THE REQUEST
Extract every line of the material below and reproduce it unchanged, in the same order.

Object location labeling entries
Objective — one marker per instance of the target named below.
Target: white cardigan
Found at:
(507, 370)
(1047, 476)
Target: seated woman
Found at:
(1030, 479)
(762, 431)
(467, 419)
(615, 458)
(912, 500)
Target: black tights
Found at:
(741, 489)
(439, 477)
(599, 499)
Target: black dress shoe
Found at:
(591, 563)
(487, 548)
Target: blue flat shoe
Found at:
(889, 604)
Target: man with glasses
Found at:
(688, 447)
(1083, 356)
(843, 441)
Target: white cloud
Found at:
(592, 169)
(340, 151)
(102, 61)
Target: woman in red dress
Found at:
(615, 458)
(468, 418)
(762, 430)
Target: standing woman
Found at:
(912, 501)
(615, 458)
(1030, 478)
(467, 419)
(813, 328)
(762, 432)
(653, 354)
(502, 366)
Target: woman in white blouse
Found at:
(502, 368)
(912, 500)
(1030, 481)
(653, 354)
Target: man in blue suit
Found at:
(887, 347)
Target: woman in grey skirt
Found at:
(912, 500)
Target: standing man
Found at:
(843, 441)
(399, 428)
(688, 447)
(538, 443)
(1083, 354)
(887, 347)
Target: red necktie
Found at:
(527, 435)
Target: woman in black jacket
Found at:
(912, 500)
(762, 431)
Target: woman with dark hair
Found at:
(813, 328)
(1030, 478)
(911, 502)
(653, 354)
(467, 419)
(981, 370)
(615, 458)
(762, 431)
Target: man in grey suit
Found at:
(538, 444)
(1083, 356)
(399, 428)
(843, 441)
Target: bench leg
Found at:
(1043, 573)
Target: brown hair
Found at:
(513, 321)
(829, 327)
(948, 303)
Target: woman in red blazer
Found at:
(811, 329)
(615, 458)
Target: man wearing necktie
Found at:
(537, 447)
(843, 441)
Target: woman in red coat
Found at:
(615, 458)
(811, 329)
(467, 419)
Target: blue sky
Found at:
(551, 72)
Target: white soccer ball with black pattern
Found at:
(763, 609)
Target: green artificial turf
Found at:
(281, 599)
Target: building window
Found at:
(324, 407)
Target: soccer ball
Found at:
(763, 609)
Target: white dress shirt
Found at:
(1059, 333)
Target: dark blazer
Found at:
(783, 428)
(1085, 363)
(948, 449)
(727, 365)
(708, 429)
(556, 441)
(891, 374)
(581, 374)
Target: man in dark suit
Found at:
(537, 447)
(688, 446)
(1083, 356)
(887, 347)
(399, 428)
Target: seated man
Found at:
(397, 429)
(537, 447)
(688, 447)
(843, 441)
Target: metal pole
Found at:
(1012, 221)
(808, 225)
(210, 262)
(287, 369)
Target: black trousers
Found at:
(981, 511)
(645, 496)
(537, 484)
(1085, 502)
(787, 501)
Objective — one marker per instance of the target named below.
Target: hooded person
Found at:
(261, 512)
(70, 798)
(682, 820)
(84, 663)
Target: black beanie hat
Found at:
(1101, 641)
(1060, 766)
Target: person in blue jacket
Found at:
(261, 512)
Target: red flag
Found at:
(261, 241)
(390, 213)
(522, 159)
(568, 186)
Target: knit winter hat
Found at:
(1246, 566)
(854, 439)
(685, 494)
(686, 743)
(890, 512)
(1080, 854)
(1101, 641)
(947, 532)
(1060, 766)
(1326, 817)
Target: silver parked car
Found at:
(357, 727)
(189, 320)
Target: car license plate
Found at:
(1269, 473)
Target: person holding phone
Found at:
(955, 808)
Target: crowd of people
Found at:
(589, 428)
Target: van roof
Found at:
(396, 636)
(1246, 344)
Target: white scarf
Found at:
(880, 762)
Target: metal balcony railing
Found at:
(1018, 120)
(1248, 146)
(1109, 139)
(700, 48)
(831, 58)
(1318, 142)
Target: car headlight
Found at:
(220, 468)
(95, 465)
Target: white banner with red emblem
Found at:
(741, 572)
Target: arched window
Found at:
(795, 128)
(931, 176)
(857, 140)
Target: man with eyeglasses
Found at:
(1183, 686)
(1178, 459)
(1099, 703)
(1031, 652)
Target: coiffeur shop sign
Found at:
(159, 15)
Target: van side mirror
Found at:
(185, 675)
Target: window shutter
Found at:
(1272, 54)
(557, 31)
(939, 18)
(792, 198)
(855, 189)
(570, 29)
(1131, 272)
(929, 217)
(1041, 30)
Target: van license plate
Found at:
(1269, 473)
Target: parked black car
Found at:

CORRECT RESULT
Objective — one marker per instance of the target named below.
Target: white cardigan
Found at:
(507, 370)
(1047, 476)
Target: seated woman
Found at:
(1030, 479)
(762, 431)
(467, 419)
(615, 458)
(912, 500)
Target: black tights
Found at:
(741, 489)
(439, 477)
(599, 499)
Target: black dress shoe
Found at:
(591, 563)
(487, 548)
Target: blue flat shoe
Found at:
(889, 604)
Target: man with glasses
Found at:
(688, 447)
(1083, 356)
(843, 441)
Target: white cloud
Found at:
(592, 169)
(340, 151)
(102, 61)
Target: woman in red dress
Found at:
(615, 458)
(468, 418)
(762, 430)
Target: standing woman
Found at:
(912, 501)
(615, 458)
(1030, 478)
(467, 419)
(813, 328)
(762, 432)
(653, 354)
(502, 366)
Target: woman in white blouse
Found at:
(502, 368)
(912, 500)
(1030, 481)
(653, 354)
Target: man in blue suit
Found at:
(887, 347)
Target: woman in grey skirt
Found at:
(912, 500)
Target: standing man
Found at:
(843, 441)
(399, 428)
(688, 447)
(538, 443)
(1083, 354)
(887, 347)
Target: red necktie
Found at:
(527, 435)
Target: woman in black jacket
Found at:
(912, 500)
(762, 431)
Target: woman with dark hair
Found at:
(813, 328)
(1030, 478)
(911, 502)
(653, 354)
(467, 419)
(981, 370)
(615, 458)
(762, 431)
Target: man in grey suit
Found at:
(538, 444)
(1083, 356)
(399, 428)
(843, 441)
Target: bench leg
Found at:
(1043, 573)
Target: brown hair
Found at:
(513, 321)
(829, 327)
(948, 303)
Target: woman in red blazer
Found at:
(811, 329)
(615, 458)
Target: man wearing necktie
Found at:
(537, 447)
(843, 441)
Target: woman in red coat
Found at:
(615, 458)
(811, 329)
(467, 419)
Target: blue sky
Found at:
(551, 72)
Target: white soccer ball with black pattern
Found at:
(763, 609)
Target: green artificial turf
Found at:
(281, 599)
Target: building window
Found at:
(324, 407)
Target: soccer ball
Found at:
(763, 609)
Target: white dress shirt
Found at:
(1059, 333)
Target: dark blazer
Found at:
(783, 428)
(1085, 363)
(948, 449)
(727, 365)
(708, 429)
(556, 441)
(891, 374)
(581, 374)
Target: man in dark suit
Found at:
(537, 447)
(688, 446)
(1083, 356)
(887, 347)
(399, 428)
Target: seated man
Found at:
(397, 429)
(537, 447)
(688, 447)
(843, 441)
Target: metal pole
Found at:
(1012, 221)
(808, 225)
(210, 262)
(287, 369)
Target: black trousers
Found at:
(981, 511)
(645, 496)
(537, 484)
(1085, 502)
(787, 501)
Objective — one marker per instance of the target named below.
Target: hooded person
Found at:
(261, 512)
(70, 798)
(682, 820)
(84, 663)
Target: black beanie hat
Found at:
(1101, 641)
(1060, 766)
Target: person in blue jacket
Found at:
(261, 512)
Target: red flag
Found at:
(261, 241)
(390, 213)
(522, 159)
(568, 186)
Target: knit winter hat
Found at:
(1246, 566)
(854, 439)
(685, 494)
(686, 743)
(890, 512)
(1080, 854)
(1101, 641)
(947, 532)
(1060, 766)
(1326, 817)
Target: silver parked car
Found at:
(357, 727)
(189, 320)
Target: car license plate
Found at:
(1269, 473)
Target: person holding phone
Found at:
(955, 808)
Target: crowd of people
Found at:
(589, 428)
Target: van roof
Found at:
(396, 636)
(1246, 344)
Target: white scarf
Found at:
(880, 762)
Target: metal balcony railing
Found at:
(1018, 120)
(1248, 146)
(1109, 139)
(700, 48)
(831, 58)
(1318, 142)
Target: car headlight
Found at:
(220, 468)
(95, 465)
Target: white banner with red emblem
Found at:
(741, 572)
Target: arched window
Found at:
(795, 128)
(931, 176)
(857, 140)
Target: man with eyeglasses
Found at:
(1183, 686)
(1178, 459)
(1099, 703)
(1031, 652)
Target: coiffeur shop sign
Found at:
(159, 15)
Target: van side mirror
Found at:
(185, 675)
Target: window shutter
Found at:
(1272, 54)
(557, 31)
(939, 18)
(792, 198)
(855, 189)
(570, 29)
(1131, 272)
(929, 217)
(1041, 30)
Target: van license plate
Found at:
(1269, 473)
Target: parked black car
Found at:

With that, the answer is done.